### Extrait
----------

Cependant, au-delà de cette célébrité de papier (qu'il n'obtint d'ailleurs définitivement qu'après sa mort), Francis Scott Fitzgerald ne serait pas lui-même sans son égérie fatale, sa muse maudite, cette jeune fille de dix-huit ans, née dans une famille aisée et notable de Montgomery en Alabama, cette jeune femme belle et indomptable, enthousiaste et cruelle que Scott surnommera "la première garçonne américaine" ! le couple, qui se mariera vite, fera dès lors les gros titres de la presse à scandale et les beaux jours de la chronique mondaine de ces années dites "folles", dans l'effervescence de ces années jazz, de la vague du Charleston, du champagne qui peut enfin couler à nouveau à grands flots, d'une certaine insouciance désaxée qui mènera Zelda à la Schizophrénie et Fitzgerald à la ruine... Mais n'anticipons pas.

----------

### Données fournies
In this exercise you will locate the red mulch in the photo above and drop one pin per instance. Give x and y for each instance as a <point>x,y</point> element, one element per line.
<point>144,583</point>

----------

Poursuivez l'extrait sur Francis Scott Fitzgerald et Zelda à partir de sa dernière phrase. Le matériel ci-dessus n'intervient pas dans cet exercice.

1937. Francis Scott Fitzgerald n'est plus que l'ombre de ce qu'il fut une petite décennie plus tôt. Il ne lui reste presque plus un dollar, il a contracté des dettes auprès de son principal agent tandis que ses nouvelles se vendent bon an, mal an dans les revues. Zelda est dans une institution spécialisée, très onéreuse, malgré les dénégations de la belle-famille à vouoir la récupérer et la volonté, a priori sincère, de son épouse de s'en sortir. Mais la schizophrénie est une maladie avec laquelle on ne compose pas. Quant à Scottie, leur seule fille, sa pension n'est pas des plus abordables, seulement Francis souhaite le mieux pour elle, bien qu'il s'en veuille quotidiennement d'être un père à distance. C'est ainsi que, malgré des expériences antérieures assez décevantes sauf en compagnie du producteur Irvin Thalberg malheureusement trop tôt décédé, Francis Scott se retrouve une nouvelle fois à Hollywood en qualité de scénariste. C'est à peu près dans ces conditions que nous le retrouvons dans ce roman biographique, Derniers feux sur Sunset, de Stewart O'Nan.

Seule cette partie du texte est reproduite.